Görev Tanımı - Aşağıdaki öğelerin tüm satırlarını boş olanları atlayarak bir Markdown tablosuna dönüştürün. Tabloda "Sıra" sütununa satır numarasını, "Satır" sütununa satırın kendisini yazın.

◆ ◆ ◆ ◆ ◆

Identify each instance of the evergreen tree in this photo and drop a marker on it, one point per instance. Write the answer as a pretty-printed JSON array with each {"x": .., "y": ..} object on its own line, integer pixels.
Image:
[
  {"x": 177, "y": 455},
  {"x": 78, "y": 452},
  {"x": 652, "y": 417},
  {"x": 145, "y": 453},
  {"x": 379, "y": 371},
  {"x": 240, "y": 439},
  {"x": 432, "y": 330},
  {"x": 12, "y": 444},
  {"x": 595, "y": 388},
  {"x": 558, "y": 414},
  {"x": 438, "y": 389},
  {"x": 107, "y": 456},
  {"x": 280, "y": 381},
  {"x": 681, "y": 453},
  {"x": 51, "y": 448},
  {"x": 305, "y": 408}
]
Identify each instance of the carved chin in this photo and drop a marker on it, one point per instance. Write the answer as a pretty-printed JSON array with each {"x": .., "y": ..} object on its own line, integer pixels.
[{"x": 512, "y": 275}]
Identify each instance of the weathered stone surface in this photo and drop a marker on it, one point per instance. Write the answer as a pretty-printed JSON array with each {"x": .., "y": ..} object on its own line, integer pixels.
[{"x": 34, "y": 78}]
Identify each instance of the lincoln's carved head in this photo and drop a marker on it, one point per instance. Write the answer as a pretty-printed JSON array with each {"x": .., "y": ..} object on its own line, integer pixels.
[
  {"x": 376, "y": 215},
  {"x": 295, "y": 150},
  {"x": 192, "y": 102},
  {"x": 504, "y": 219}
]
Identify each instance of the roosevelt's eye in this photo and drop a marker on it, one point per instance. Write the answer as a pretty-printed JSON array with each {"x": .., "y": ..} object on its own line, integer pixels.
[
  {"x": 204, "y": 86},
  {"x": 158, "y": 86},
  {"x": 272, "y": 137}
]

◆ ◆ ◆ ◆ ◆

Görevin Yanıtı -
| Sıra | Satır |
|---|---|
| 1 | Identify each instance of the evergreen tree in this photo and drop a marker on it, one point per instance. Write the answer as a pretty-printed JSON array with each {"x": .., "y": ..} object on its own line, integer pixels. |
| 2 | Image: |
| 3 | [ |
| 4 |   {"x": 177, "y": 455}, |
| 5 |   {"x": 78, "y": 452}, |
| 6 |   {"x": 652, "y": 417}, |
| 7 |   {"x": 145, "y": 453}, |
| 8 |   {"x": 379, "y": 371}, |
| 9 |   {"x": 240, "y": 439}, |
| 10 |   {"x": 432, "y": 330}, |
| 11 |   {"x": 12, "y": 444}, |
| 12 |   {"x": 595, "y": 388}, |
| 13 |   {"x": 558, "y": 414}, |
| 14 |   {"x": 438, "y": 389}, |
| 15 |   {"x": 107, "y": 456}, |
| 16 |   {"x": 280, "y": 381}, |
| 17 |   {"x": 681, "y": 453}, |
| 18 |   {"x": 51, "y": 448}, |
| 19 |   {"x": 305, "y": 408} |
| 20 | ] |
| 21 | Identify each instance of the carved chin in this photo and drop a marker on it, one point per instance. Write the answer as a pretty-printed JSON array with each {"x": .., "y": ..} object on its own line, integer pixels. |
| 22 | [{"x": 512, "y": 275}] |
| 23 | Identify each instance of the weathered stone surface in this photo and drop a marker on it, one point per instance. Write the answer as a pretty-printed JSON array with each {"x": .., "y": ..} object on its own line, integer pixels. |
| 24 | [{"x": 34, "y": 78}] |
| 25 | Identify each instance of the lincoln's carved head in this photo and drop a marker on it, one point per instance. Write the answer as a pretty-printed JSON array with each {"x": .., "y": ..} object on its own line, integer pixels. |
| 26 | [ |
| 27 |   {"x": 376, "y": 215}, |
| 28 |   {"x": 295, "y": 150}, |
| 29 |   {"x": 192, "y": 102}, |
| 30 |   {"x": 504, "y": 219} |
| 31 | ] |
| 32 | Identify each instance of the roosevelt's eye in this photo and drop a marker on it, one point per instance. Write the answer as a pretty-printed JSON array with each {"x": .., "y": ..} object on its own line, integer pixels. |
| 33 | [ |
| 34 |   {"x": 204, "y": 86}, |
| 35 |   {"x": 158, "y": 86}, |
| 36 |   {"x": 272, "y": 137} |
| 37 | ] |